• Texte extrait:
Ce qu’il y a de bien avec Paul Verhoeven, lorsqu’on lance sa filmographie, c’est qu’on est d’ors et déjà sûre que le hollandais violent ne laissera personne indifférent. Et à une époque où le cinéma a tendance à tendre le bras vers le politiquement correct et que le public peut s’offusquer de manière excessive face à un film déjouant ses attentes et qui aborde des sujets sensibles pour diverses communauté de gens, j’ai envie de dire qu’un film comme Benedetta fait du bien.


Du bien dans le sens ou Paul Verhoeven montre qu’il existe encore des cinéastes capables d’être frontal et de traiter de sujet très sensible sans pour autant prendre son public avec des gants, et aussi dans le sens, donc, ou il ne cherche pas la provocation sulfureuse par pure complaisance. Il est lui-même conscient d’offusquer plus d’une fois les spectateurs, les polémiques et retours tranchants contre lui ne remonte pas qu’à Showgirls, on peut aussi parler de Spetters considéré pendant des longues années comme la pire réalisation du monsieur avant qu’il ne soit réévalué. Dans le cas de son deuxième film français, le moins qu’on puisse dire c’est qu’il tombe à point nommé au festival de Cannes.

• Entrées extraites:
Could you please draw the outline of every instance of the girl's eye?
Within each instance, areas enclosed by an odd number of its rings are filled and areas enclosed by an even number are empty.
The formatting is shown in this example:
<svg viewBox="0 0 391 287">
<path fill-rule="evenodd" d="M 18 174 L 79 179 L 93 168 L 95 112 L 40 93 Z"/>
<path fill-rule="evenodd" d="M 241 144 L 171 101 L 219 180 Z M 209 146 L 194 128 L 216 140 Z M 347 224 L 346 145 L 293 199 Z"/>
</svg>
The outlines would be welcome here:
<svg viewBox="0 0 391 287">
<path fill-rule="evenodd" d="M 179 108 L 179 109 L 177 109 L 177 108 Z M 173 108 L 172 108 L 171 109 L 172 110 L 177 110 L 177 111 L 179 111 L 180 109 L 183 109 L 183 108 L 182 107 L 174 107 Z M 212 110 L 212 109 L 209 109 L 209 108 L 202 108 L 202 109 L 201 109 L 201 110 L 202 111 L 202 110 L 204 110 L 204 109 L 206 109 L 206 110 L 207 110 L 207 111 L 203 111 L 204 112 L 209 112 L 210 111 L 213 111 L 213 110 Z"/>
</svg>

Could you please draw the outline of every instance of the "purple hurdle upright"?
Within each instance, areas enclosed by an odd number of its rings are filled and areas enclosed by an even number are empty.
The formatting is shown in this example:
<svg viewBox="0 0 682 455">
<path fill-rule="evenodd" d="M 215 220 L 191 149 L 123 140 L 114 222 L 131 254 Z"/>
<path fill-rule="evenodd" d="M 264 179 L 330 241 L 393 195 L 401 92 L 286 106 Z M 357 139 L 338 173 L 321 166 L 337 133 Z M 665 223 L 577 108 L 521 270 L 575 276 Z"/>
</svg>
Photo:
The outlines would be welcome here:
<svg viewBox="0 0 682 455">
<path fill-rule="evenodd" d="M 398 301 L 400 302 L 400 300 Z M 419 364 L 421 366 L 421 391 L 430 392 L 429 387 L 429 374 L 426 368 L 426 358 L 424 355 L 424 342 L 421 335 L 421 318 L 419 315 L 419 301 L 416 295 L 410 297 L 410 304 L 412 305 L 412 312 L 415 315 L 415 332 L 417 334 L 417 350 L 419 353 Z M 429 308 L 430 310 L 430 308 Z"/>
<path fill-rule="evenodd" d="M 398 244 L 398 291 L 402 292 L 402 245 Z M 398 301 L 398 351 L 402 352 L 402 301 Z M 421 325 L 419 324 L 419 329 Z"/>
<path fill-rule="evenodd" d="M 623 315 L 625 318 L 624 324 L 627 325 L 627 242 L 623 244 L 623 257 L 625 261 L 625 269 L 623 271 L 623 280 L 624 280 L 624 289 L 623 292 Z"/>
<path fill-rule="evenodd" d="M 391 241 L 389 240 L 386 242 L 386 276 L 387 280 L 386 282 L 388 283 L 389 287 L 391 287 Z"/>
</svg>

• Consigne donnée 1:
Répondez à ces questions d'après la critique de Benedetta.
(a) Quel surnom la critique de Benedetta donne-t-elle à Paul Verhoeven ?
(b) Quel film du cinéaste a longtemps passé pour sa pire réalisation avant d'être réévalué ?
(c) Quelle place Benedetta occupe-t-il parmi les films français de Verhoeven ?
• Consigne donnée 2: Poursuivez la critique de Benedetta à partir de la dernière phrase.
Les entrées forment un matériau distinct du texte.

• Réponse rédigée 1:
(a) Le hollandais violent.
(b) Spetters.
(c) C'est son deuxième film français.

• Réponse rédigée 2:
D’abord pour embellir la richesse du catalogue des films en salles étant donné qu’on a quand même eu des films malchanceux condamné à la plateforme streaming (et initialement prévu pour le cinéma). Ensuite pour faire perdurer cette tradition des films à sensations au festival du pays du fromage et du vin qui feront jazzer inévitablement une bonne part des spectateurs pour des raisons plus ou moins évidentes (ici c’est pas bien compliqué de comprendre pourquoi), et pour une troisième raison qui fait (volontairement ou non) office de mise en abîme avec les confinements subis depuis l’an dernier avec la pandémie mondiale (j’y ferais une allusion plus tard).


Benedetta, ça n’est pas plus une histoire d’amour lesbienne dans une Italie catholique stricte en proie à la peste noire qu’un film autour de la vision christique d’une bonne sœur très (trop ?) sensible à la foi, ou encore un questionnement sur ce qui relève de la présence divine ou bien de la pure manipulation sans oublier la mise à mal du puritanisme religieux (moins mise en avant que le reste au bout du compte). Et tout cela part avant tout du point qui fâchera les catholiques chevronnés et obtus : la vision du Christ par les yeux et le rapport à la foi de Benedetta Carlini et le rapport de celle-ci à la chair également brièvement abordée dès sa jeunesse.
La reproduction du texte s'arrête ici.